In the article on Product Requirements Documents, how long should the Problem Statement section be?

- _Article_:
━━━━━━━━━━━━━━━━
A Product Requirements Document sounds corporate. It isn't. It's the one thing that stops you from building the wrong thing, building too much, and losing months to confusion.

Every product I’ve seen go sideways — whether it was built by a team of twelve or one person with an AI and a weekend — had the same root cause. Nobody wrote down what they were actually building before they started building it.

The fix isn’t complicated. It’s a document. Specifically, a Product Requirements Document — a PRD. It sounds corporate. It isn’t. It’s two pages that answer the questions everyone on a project eventually argues about, written down before anyone writes a line of code or creates a single workflow.

If you’re building anything — an automation, an app, a product, a process — read this before you open your tools.


What a PRD Is

A Product Requirements Document is a written definition of what you’re building, who it’s for, what problem it solves, and what “done” looks like.

That’s it. Not a technical spec. Not a business plan. Not a wireframe deck. A clear, plain-English description of the thing you’re trying to create — before anyone touches anything.

The reason it matters: the moment you start building, you start making decisions. Small ones, fast ones, dozens of them per hour. Without a PRD, those decisions are made in the moment based on whatever feels right. They accumulate. Six weeks in, you’ve built something that sort of resembles what you intended but doesn’t quite solve the problem you started with.

A PRD gives every decision a reference point. When you’re not sure whether to include a feature, you check the PRD. When you’re debating how something should behave, you check the PRD. When someone asks what you’re building, you send them the PRD.


What Goes In It

A useful PRD doesn’t need to be long. Here’s the structure I use:

1. The Problem Statement

One paragraph. What problem exists right now, for whom, and why it’s worth solving? Not the solution — the problem.
━━━━━━━━━━━━━━━━
(Items from a dataset)

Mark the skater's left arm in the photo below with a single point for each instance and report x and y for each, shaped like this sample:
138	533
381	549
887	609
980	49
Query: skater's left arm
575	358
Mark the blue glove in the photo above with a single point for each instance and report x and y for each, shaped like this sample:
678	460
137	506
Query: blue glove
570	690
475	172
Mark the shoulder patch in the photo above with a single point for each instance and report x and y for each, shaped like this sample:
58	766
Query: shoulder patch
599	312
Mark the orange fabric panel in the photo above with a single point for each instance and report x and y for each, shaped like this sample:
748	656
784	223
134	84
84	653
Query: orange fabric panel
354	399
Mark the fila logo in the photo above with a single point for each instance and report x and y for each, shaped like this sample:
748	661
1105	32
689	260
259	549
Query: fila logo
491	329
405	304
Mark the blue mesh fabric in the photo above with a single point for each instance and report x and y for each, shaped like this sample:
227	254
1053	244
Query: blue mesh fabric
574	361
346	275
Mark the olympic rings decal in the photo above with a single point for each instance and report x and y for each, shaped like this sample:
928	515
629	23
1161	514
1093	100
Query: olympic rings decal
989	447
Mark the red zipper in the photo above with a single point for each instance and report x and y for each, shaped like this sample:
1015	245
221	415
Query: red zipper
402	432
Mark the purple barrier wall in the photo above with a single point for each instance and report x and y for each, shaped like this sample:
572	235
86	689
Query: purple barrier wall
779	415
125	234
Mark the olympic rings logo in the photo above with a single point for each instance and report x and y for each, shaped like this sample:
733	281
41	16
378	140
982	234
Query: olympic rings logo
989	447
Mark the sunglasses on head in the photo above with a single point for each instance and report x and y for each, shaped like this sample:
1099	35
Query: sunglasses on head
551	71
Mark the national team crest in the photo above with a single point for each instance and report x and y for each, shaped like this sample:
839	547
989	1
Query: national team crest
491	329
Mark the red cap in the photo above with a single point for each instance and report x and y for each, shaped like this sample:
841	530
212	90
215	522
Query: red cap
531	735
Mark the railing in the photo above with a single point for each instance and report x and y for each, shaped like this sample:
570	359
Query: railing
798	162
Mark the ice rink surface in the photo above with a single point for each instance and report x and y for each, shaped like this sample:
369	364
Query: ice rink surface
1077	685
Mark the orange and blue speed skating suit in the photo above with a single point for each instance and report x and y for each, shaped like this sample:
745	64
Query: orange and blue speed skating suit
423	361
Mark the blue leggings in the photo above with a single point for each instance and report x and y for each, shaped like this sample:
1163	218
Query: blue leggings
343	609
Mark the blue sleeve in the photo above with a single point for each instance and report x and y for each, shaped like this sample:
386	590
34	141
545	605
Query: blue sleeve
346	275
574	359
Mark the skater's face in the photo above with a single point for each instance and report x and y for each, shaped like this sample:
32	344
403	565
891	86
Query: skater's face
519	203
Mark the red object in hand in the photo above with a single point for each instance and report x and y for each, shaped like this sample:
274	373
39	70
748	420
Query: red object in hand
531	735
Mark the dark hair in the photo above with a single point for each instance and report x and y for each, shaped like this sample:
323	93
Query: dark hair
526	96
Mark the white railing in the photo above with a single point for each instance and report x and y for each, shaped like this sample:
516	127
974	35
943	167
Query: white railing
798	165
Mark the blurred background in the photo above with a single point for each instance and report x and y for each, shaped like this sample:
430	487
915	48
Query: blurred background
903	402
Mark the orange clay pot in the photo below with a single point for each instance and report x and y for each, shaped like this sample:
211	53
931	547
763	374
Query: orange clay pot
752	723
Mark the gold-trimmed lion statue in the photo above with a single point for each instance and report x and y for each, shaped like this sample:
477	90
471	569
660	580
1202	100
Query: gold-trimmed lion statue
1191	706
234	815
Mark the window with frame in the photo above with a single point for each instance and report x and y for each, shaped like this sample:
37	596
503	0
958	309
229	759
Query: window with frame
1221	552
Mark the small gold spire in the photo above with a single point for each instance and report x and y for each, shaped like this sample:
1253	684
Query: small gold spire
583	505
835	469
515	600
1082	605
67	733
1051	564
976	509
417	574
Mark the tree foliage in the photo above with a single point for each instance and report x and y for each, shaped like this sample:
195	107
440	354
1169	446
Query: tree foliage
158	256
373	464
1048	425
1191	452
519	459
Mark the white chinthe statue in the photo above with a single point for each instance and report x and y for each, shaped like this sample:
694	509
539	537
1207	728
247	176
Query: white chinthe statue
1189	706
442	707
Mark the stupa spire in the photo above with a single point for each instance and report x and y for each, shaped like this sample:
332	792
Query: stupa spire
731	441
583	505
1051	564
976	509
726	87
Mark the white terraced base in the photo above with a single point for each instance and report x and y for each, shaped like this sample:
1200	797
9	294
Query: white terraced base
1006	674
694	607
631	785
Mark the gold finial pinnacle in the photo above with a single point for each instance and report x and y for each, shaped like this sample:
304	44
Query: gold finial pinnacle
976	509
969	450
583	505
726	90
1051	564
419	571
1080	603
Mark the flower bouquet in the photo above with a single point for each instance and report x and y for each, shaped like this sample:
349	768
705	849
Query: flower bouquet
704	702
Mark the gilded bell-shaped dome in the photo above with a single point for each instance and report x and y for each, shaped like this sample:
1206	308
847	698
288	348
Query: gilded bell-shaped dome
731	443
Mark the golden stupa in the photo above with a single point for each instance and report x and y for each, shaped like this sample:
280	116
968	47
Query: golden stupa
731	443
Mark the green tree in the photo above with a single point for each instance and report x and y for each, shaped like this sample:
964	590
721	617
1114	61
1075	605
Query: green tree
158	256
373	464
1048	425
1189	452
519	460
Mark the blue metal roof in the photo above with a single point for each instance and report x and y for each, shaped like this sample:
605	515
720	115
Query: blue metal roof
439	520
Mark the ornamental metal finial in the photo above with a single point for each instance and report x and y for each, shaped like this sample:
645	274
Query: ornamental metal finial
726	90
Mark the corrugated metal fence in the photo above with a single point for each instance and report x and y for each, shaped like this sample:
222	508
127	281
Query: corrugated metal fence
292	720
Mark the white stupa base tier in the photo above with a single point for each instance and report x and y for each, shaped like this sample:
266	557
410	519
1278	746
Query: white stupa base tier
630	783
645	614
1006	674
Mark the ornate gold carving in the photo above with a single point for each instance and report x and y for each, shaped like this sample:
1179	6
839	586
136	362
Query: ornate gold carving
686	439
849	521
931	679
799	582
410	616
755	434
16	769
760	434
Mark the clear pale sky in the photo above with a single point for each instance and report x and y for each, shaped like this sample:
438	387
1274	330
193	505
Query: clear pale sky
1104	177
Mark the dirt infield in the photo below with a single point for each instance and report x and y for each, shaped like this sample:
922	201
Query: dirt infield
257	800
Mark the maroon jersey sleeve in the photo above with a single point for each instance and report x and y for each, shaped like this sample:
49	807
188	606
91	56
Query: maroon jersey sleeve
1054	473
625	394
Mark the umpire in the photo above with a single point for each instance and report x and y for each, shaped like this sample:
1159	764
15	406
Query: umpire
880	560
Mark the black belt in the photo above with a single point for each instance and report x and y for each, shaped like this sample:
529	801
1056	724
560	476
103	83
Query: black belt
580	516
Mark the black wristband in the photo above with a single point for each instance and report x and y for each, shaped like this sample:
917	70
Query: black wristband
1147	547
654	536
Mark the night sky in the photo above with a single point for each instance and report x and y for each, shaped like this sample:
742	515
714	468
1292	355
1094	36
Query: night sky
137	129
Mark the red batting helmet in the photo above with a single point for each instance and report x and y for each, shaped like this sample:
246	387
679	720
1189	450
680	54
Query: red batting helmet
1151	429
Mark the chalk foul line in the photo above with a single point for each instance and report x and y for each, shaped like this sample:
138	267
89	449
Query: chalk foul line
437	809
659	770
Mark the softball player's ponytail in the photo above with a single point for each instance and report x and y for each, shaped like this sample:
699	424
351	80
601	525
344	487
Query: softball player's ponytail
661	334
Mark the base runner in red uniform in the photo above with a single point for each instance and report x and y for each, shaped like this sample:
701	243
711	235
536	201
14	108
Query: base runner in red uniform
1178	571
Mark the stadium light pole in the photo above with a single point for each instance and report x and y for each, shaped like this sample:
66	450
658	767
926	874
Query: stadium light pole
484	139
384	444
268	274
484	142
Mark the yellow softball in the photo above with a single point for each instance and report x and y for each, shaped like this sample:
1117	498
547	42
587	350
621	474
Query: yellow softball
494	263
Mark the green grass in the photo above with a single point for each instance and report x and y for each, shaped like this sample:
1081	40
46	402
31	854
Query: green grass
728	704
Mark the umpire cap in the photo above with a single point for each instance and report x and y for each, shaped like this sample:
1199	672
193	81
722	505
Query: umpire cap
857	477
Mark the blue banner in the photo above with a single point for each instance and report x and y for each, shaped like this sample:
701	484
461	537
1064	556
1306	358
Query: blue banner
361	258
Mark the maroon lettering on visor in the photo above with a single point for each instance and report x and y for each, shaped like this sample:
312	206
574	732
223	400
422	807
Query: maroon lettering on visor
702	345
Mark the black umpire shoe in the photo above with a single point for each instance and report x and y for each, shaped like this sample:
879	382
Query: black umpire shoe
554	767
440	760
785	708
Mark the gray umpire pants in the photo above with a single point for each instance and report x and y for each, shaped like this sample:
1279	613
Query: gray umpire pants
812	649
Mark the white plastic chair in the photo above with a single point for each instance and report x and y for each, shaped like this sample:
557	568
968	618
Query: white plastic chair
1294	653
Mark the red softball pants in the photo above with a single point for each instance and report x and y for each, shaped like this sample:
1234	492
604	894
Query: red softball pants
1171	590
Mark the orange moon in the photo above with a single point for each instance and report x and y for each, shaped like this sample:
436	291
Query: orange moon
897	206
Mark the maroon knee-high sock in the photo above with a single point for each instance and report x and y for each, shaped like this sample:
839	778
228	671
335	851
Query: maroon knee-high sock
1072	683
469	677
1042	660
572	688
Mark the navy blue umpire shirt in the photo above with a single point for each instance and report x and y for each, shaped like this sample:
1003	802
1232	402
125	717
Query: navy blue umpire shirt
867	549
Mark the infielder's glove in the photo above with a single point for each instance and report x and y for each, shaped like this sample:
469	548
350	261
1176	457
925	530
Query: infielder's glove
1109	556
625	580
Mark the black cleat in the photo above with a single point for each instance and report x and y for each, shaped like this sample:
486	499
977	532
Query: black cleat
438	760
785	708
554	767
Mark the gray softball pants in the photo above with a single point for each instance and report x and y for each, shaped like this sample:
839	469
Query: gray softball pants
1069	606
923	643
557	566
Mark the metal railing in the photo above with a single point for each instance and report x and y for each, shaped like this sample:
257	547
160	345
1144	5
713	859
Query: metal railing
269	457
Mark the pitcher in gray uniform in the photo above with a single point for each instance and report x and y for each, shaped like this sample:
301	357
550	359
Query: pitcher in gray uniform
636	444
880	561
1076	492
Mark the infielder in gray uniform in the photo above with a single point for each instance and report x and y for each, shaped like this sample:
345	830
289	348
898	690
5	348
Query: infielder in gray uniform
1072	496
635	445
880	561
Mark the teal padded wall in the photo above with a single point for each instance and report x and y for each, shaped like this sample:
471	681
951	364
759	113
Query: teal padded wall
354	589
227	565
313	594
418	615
━━━━━━━━━━━━━━━━
- _Answer for the task_: One paragraph.